Resume the reflection on speaking up in college classes, continuing right after its final sentence.

Document text:
▼
Much of the time, though, the reason for not raising my hand was that I simply had no answer, no opinion on whatever the topic was other than it was mildly interesting. Even the topics that did greatly interest me, such as a Medieval Life and Literature class I had wherein we learned about some very interesting Irish literature such as the Táin Bó Cúailnge, still inspired in me no great insights. So, when the teacher would pose a question, as this particular professor often would, I might raise my hand, only to have little actual input.
The fact that I wrote so many papers while in college still amazes me. The feeling of being completely lost in the shuffling of papers and schedule still lingers with me.
I never put much thought into the fact that, though I might be somewhat interested in a topic of class, I had virtually no real opinion of the thing with which to generate a response. Because, that seems to be a large part of what my classmates were doing. The teacher would introduce something, then give a probing question, then, someone would raise a hand and proceed to give a poorly-informed opinion on the topic.
I was unable to do this. And when I did try to, I was met with eyes that seemed so uninterested that I might just dissolve right into my seat. So busy was I, though, with trying to study, read and write for pleasure as well as have some sort of social life, that, again, I didn’t put much thought into why it was happening and how I could do better.
Thinking about it now, some things make a lot of sense. One of those things I’ve mentioned a few times already: interest. The ability to speak on a subject, one must have some level of interest in it, whether that’s an inherent interest in the thing itself or from some external source (writing an essay as an assignment, let’s say). Some level of interest is necessary, however. If no interest exists, then nothing of any value can occur.
This seems fairly simple, except that, how do you become interested in something? That’s the hard part.
Interest has never been much of an issue for me, though. There are few things that I’m absolutely not interested in, and even those, under the right circumstances, I could very much be interested.
▲
Record list:
▼
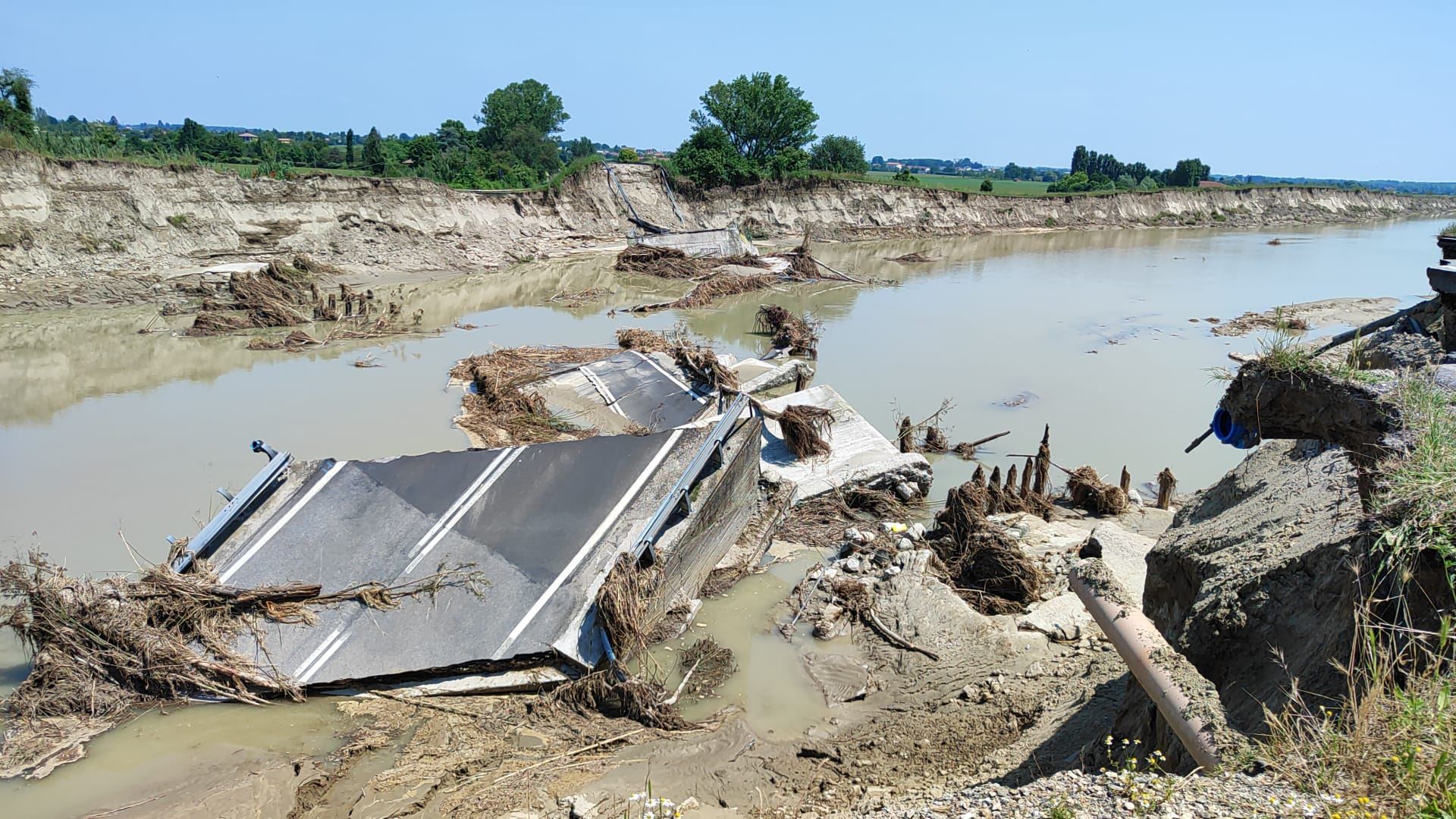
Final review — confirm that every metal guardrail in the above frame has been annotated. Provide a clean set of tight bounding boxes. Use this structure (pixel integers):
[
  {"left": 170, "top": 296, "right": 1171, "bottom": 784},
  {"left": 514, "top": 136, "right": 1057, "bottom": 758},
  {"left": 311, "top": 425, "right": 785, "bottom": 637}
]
▲
Expected answer:
In college, I had, as a general education requirement, to take some sort of civic/ history class. I decided to take a slightly upper level US history class. Mostly because of history. Simply jumping into the religious history of Europe in the 1700s and its effects on the economy of the United States in the 1800s isn’t immediately interesting to me. So I opted to take this other class. While I can’t remember the title of the class it was basically US History from 1980-early 2000s. It was also a politically-oriented class. Kind of strange for a creative writing major.
It worked, though. Kind of.
I ended up getting a low B if memory serves. That was the first time I experienced the phenomena that interest drives education. After a quick Google search, I found this article, which talks about this in more detail.
That should be step one in my mind: interest.
If that’s step one, then what’s step two. The answer comes fairly easily upon consideration. I’ve already mentioned it in this post.
Having an opinion is very different from simply having interest in a topic. Plenty of people have opinions on things they have little interest in. There are those I know who think that having a strong opinion about everything is of the most important goals for anyone.
I don’t agree, though I do see the importance of having opinions and the practice of having opinions. Here’s an interesting take on the importance of having an opinion. The trick is, again, how to develop an opinion of something. Even more, how do you help your children or children you work with develop opinions. Real opinions, not simply those based on a hunch or a feeling. Also, opinions that aren’t precious, opinions that are fluid and open to change, but still strong enough to stand up to those that seem strong but are only loud.
For me, the easiest way to develop an opinion about any topic is to go through a kind of checklist of mental activities. First, I take in whatever my first impressions are about the topic. Sometimes this first impression is very clearly defined like that of racism or abuse. Sometimes that first impression will be much less clearly defined like that of political partisanship. You might have a strong opinion on that, but, as of right now, I definitely do not.
After this first impression, I ask myself how much I actually know about the topic. Once I realize how little I know, I decide on whether to research the topic. After researching facts and other established opinions, I go back to step one. This is a process that I think is very helpful in developing an opinion while allowing for a certain freedom of thought.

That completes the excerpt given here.